Coefficient of Thermal Expansion: Definition, Types, Calculation and Examples

Coefficient of thermal expansion: definition, types, calculation and examples

The coefficient of expansion, also known as the coefficient of thermal expansion, is a physical property of materials that describes how the volume, length, or some other dimension of a material changes due to a change in temperature. That is, it is a measure that indicates how much a material expands or contracts when it is heated or cooled.

When the temperature of a material is increased, its atoms or molecules tend to vibrate with greater energy, resulting in an increase in the space between them, which in turn causes the material to expand.

Similarly, when the material cools, the decrease in thermal energy causes the atoms or molecules to move closer together, causing a contraction.

The coefficient of expansion is generally denoted by the Greek letter "α" (alpha) and is measured in units of 1/°C (inverse of degrees Celsius) or 1/°K (inverse of kelvin). Depending on the type of thermal expansion (volumetric, linear or superficial), the coefficient of expansion can have different values.

Types of Expansion Coefficients

There are three main types of coefficients of expansion, which are used to describe different types of expansion in materials. These coefficients are commonly denoted as:

Coefficient of Linear Expansion (αl)

The coefficient of linear expansion refers to the change in the length of a material in a single dimension (for example, in a bar or tube) due to changes in temperature.

It is used when the material has anisotropic properties (that is, its properties differ in different directions).

Coefficient of Volumetric Expansion (αv)

The coefficient of volumetric expansion describes how the volume of a material varies with changes in temperature.

It is calculated from the coefficients of linear expansion in three dimensions (in the case of isotropic materials). For isotropic materials (with equal properties in all directions), the coefficient of volumetric expansion is related to the coefficient of linear expansion (αl) by the equation:

αv = 3 * αl

Coefficient of Surface Expansion (αs)

The coefficient of surface expansion applies to sheet or plate materials, where expansion occurs primarily in two dimensions (length and width) due to temperature changes.

This coefficient is related to the coefficient of linear expansion and is used in calculations where expansion in only two directions needs to be taken into account.

How Is the Coefficient of Expansion of a Material Determined?

The coefficient of thermal expansion is determined experimentally by a process called dilatometric analysis. A general method for determining the coefficient of linear expansion of a material is described below:

  1. A sample of the material to be analyzed is selected. The sample may be in the form of a bar, wire, sheet, or other geometry that facilitates measurements.

*Record set*:

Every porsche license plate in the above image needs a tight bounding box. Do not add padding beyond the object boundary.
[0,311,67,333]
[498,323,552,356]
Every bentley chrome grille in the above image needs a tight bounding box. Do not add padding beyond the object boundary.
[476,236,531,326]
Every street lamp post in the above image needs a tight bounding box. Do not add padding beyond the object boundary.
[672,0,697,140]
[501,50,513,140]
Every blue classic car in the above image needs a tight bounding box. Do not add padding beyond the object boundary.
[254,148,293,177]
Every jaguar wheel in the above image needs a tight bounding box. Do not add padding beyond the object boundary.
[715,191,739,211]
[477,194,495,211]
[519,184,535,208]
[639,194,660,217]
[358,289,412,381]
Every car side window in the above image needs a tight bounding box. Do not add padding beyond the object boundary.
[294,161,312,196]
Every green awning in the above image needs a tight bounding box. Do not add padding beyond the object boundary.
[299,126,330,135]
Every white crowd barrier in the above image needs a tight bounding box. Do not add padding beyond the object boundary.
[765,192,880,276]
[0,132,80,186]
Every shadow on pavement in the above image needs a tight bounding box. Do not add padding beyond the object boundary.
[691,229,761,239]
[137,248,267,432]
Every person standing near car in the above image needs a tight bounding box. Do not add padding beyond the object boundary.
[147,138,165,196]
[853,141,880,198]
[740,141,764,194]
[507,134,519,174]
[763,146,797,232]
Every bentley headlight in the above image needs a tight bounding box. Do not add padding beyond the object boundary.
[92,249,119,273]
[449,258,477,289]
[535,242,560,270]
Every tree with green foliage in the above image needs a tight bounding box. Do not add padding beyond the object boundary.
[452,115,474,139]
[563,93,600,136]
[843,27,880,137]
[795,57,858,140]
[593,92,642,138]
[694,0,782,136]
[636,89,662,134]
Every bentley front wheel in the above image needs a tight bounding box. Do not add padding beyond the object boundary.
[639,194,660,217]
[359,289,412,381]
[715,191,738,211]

*Objectives*:
A. Translate this sentence from the thermal expansion text into Spanish: "The coefficient of volumetric expansion describes how the volume of a material varies with changes in temperature."
B. Rewrite everything in the thermal expansion text from "αv = 3 * αl" down to "a Material Determined?", changing "plate" to "panel".

*Answer set*:
A. El coeficiente de dilatación volumétrica describe cómo varía el volumen de un material con los cambios de temperatura.

B.
αv = 3 * αl

Coefficient of Surface Expansion (αs)

The coefficient of surface expansion applies to sheet or panel materials, where expansion occurs primarily in two dimensions (length and width) due to temperature changes.

This coefficient is related to the coefficient of linear expansion and is used in calculations where expansion in only two directions needs to be taken into account.

How Is the Coefficient of Expansion of a Material Determined?